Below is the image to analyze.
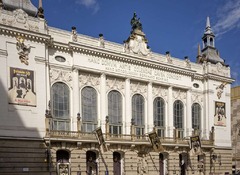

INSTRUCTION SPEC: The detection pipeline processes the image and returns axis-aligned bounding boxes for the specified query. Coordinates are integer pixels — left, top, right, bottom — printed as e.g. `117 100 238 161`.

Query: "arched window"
86 151 98 175
173 100 184 138
108 90 122 134
51 82 70 130
56 150 70 174
153 97 165 137
132 94 144 135
81 86 97 132
113 152 122 175
192 103 201 130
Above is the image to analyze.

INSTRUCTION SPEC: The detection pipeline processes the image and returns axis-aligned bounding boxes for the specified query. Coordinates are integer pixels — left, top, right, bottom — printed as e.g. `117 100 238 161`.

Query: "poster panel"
214 101 226 126
8 67 36 106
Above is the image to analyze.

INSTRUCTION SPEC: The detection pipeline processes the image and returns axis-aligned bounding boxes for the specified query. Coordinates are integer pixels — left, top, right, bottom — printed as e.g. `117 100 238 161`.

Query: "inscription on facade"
88 57 182 82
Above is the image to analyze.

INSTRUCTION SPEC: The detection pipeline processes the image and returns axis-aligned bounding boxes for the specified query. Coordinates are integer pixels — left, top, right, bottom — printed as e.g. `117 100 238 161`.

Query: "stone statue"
131 12 142 31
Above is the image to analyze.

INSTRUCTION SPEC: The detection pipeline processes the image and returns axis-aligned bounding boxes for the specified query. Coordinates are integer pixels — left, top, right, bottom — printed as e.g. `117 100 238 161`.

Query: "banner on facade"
148 131 164 152
190 136 202 156
214 102 226 126
8 67 36 106
95 127 107 152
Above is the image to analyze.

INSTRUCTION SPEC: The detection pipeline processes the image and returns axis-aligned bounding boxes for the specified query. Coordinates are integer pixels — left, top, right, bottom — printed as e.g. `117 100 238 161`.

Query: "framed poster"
214 101 226 126
8 67 36 106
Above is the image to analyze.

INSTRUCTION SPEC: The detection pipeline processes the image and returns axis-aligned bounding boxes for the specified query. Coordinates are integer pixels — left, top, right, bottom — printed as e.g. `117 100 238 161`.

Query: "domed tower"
197 17 224 65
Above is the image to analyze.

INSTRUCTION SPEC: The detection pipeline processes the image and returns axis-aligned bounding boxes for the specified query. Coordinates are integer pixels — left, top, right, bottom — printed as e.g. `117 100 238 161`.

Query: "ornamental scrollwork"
131 82 147 97
106 77 124 92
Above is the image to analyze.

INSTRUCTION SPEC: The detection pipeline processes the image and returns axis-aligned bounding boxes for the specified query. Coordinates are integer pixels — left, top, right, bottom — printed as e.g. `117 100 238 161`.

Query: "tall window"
113 152 121 175
153 97 165 137
108 90 122 134
173 100 184 138
173 100 183 129
132 94 144 135
192 103 201 130
86 151 98 175
51 82 70 130
82 86 97 132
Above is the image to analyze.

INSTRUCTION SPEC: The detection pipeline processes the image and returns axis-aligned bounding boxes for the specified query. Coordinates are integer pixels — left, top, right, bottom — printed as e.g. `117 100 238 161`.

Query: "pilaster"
187 90 192 136
123 78 132 134
72 69 80 131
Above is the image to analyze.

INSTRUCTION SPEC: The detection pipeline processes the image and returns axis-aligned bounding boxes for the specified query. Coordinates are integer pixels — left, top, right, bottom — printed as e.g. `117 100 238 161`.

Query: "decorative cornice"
0 24 51 43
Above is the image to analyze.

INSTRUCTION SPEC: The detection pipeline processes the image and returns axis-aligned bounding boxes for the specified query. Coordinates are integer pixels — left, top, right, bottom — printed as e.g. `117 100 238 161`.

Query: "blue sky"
32 0 240 86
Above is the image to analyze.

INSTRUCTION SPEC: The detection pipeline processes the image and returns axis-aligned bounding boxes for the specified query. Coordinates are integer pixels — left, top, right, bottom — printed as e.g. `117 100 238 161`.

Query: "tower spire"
197 17 224 65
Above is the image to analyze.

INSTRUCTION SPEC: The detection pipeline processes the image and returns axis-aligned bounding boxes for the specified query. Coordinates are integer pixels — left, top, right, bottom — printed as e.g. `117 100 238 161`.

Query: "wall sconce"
77 142 82 148
77 113 81 121
131 118 135 125
106 115 109 123
217 154 222 166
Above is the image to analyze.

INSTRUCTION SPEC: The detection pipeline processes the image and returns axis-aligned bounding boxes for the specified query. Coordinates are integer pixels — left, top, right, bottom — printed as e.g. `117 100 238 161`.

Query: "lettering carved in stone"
153 86 167 101
50 69 72 87
79 73 100 90
106 77 124 93
16 36 30 65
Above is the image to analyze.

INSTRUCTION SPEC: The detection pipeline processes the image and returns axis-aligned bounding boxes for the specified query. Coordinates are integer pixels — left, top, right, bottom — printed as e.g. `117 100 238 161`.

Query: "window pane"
173 100 183 129
192 103 201 129
51 82 70 130
132 94 145 127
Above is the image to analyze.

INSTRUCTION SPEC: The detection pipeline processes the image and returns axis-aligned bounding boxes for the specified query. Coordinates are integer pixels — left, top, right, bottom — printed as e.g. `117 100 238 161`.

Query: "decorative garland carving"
106 77 124 93
191 93 203 104
79 73 100 91
173 89 187 103
153 85 168 101
130 82 147 97
50 69 73 87
16 36 31 65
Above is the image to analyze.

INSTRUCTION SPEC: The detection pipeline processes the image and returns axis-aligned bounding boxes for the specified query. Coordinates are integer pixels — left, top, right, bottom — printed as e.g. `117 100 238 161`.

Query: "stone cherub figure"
131 12 142 31
16 36 30 65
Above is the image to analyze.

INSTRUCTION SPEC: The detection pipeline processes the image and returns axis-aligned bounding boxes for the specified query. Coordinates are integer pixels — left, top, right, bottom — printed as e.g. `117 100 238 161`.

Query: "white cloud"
213 0 240 35
75 0 100 13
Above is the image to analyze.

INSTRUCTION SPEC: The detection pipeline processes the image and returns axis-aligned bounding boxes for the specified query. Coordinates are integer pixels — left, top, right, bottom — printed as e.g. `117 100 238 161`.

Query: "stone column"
98 74 107 133
165 86 174 137
145 82 154 132
72 68 80 131
123 78 132 134
184 90 192 136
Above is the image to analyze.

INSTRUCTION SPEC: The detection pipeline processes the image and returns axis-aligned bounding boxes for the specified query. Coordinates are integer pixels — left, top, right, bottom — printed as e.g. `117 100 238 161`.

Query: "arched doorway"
56 150 70 175
113 152 122 175
86 151 98 175
179 153 188 175
159 153 168 175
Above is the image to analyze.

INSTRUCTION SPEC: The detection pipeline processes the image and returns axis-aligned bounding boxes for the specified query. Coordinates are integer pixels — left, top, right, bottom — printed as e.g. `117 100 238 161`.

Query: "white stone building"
0 0 233 175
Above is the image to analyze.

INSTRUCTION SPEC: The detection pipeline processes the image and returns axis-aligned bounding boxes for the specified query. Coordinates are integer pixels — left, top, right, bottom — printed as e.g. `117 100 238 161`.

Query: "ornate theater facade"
0 0 233 175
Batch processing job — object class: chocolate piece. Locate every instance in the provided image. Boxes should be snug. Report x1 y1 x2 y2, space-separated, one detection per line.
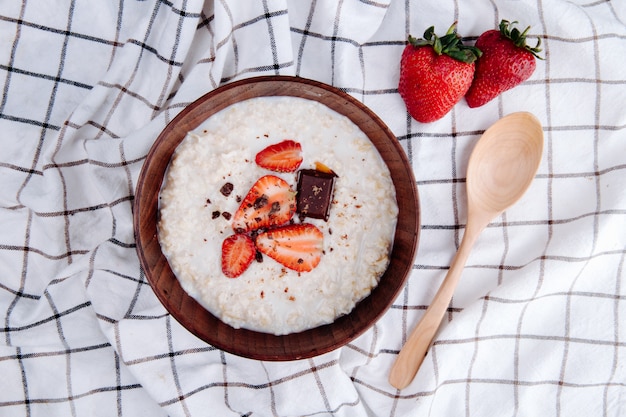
220 182 233 197
296 169 337 220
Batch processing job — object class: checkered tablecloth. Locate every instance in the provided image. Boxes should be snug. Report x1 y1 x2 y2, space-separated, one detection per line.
0 0 626 417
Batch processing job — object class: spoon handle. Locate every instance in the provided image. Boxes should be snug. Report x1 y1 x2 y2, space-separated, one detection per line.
389 229 478 389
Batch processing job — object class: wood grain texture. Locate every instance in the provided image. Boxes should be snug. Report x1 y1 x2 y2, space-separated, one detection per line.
133 76 420 361
389 112 543 389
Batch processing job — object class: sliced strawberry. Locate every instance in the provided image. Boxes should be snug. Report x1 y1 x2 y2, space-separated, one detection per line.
256 223 324 272
222 233 256 278
232 175 296 232
255 139 302 172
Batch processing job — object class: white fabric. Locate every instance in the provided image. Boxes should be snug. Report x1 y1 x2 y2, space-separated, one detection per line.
0 0 626 416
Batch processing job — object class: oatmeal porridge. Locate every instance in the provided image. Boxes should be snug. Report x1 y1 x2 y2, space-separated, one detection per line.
158 97 398 335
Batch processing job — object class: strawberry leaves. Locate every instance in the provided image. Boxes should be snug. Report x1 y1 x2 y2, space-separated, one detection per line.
408 22 481 64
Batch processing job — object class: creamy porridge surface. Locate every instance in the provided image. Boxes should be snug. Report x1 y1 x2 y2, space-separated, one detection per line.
158 97 398 335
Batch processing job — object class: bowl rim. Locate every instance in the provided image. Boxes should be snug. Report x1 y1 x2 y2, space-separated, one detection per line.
133 75 421 361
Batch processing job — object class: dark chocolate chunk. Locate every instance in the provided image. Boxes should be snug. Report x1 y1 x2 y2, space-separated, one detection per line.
296 169 336 220
220 182 233 197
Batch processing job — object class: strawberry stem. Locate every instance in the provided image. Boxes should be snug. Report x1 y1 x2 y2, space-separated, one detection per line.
500 19 544 59
408 22 482 64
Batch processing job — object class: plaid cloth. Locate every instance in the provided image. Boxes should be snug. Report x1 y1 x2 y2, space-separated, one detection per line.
0 0 626 417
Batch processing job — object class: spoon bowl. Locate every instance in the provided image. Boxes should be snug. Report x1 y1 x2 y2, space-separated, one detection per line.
389 112 543 389
466 112 543 218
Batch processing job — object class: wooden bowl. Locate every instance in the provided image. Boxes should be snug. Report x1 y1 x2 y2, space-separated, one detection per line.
133 76 420 361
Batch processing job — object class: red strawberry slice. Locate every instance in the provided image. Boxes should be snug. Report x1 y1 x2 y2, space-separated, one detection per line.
232 175 296 233
256 223 324 272
255 139 302 172
222 234 256 278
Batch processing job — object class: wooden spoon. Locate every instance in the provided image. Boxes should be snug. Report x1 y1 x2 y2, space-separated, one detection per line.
389 112 543 389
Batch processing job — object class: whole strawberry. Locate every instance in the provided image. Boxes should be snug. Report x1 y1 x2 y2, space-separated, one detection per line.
465 20 542 107
398 23 480 123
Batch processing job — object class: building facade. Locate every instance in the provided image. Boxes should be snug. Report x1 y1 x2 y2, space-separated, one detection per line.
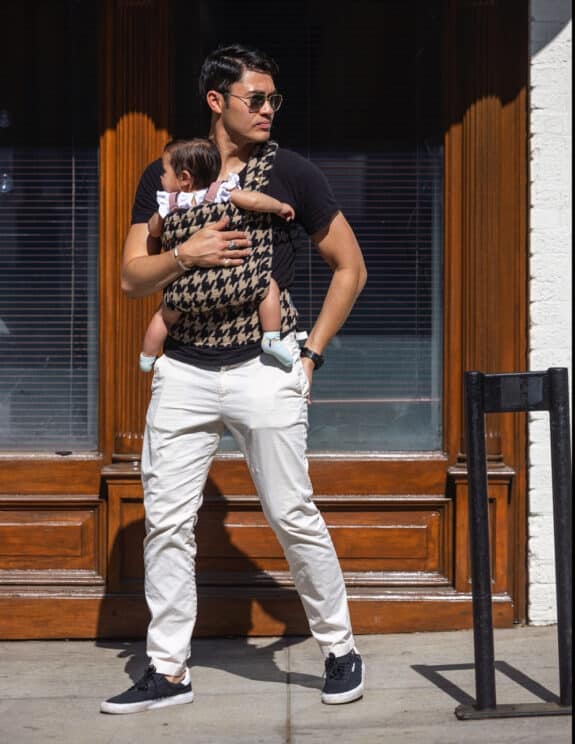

- _Exercise objective_
Tally the lines of the listing that contain the string "stone", and reply with that number alone.

- _Written solution_
5